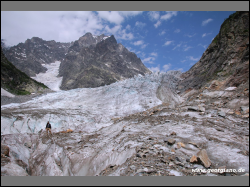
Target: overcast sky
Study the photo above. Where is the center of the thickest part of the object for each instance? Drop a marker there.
(164, 40)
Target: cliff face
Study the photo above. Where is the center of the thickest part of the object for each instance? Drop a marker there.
(97, 61)
(226, 61)
(17, 82)
(29, 56)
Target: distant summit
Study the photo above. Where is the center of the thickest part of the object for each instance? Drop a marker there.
(226, 60)
(94, 61)
(15, 81)
(90, 61)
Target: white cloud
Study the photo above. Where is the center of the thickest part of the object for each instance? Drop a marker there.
(157, 24)
(205, 34)
(186, 48)
(148, 60)
(139, 42)
(190, 36)
(167, 43)
(144, 45)
(140, 24)
(62, 26)
(49, 25)
(205, 22)
(153, 15)
(111, 16)
(116, 17)
(154, 54)
(204, 46)
(177, 30)
(155, 69)
(128, 27)
(166, 67)
(180, 69)
(192, 58)
(119, 33)
(179, 45)
(130, 13)
(162, 32)
(169, 15)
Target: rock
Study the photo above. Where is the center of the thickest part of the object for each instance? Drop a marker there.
(139, 155)
(237, 112)
(192, 108)
(69, 130)
(5, 150)
(230, 88)
(244, 109)
(222, 169)
(245, 116)
(180, 144)
(173, 133)
(28, 144)
(202, 155)
(171, 164)
(193, 144)
(222, 114)
(193, 159)
(246, 174)
(140, 171)
(201, 108)
(171, 141)
(172, 150)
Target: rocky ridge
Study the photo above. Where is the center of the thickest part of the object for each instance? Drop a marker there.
(152, 125)
(15, 81)
(97, 61)
(29, 56)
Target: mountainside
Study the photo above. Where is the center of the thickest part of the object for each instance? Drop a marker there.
(29, 56)
(160, 124)
(17, 82)
(226, 60)
(97, 61)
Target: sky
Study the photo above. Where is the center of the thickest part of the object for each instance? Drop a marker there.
(163, 40)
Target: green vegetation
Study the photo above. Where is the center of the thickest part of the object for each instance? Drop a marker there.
* * * * * * *
EXERCISE INSTRUCTIONS – Set down nothing but the lines from the one with "Target: rocky ridge" through the end of the records, keeping each line exactly as written and including both ends.

ANSWER TO THIS EXERCISE –
Target: rocky ridge
Study the photo above. Where is the center of the thickest part of the object for each instance? Drop a marker there.
(152, 125)
(15, 81)
(97, 61)
(29, 56)
Target: mountainside
Study the photo above. Where is the center of the thickest part of the object for each instance? Drop a marker there.
(29, 56)
(160, 124)
(17, 82)
(226, 60)
(97, 61)
Target: sky
Study the photo above. Where is the center of the thickest part of the object for each instance? Drop a marker there.
(163, 40)
Target: green vegetation
Study the photo above. Where is the center of the thickest part of the object for each instance? Drop a marker there.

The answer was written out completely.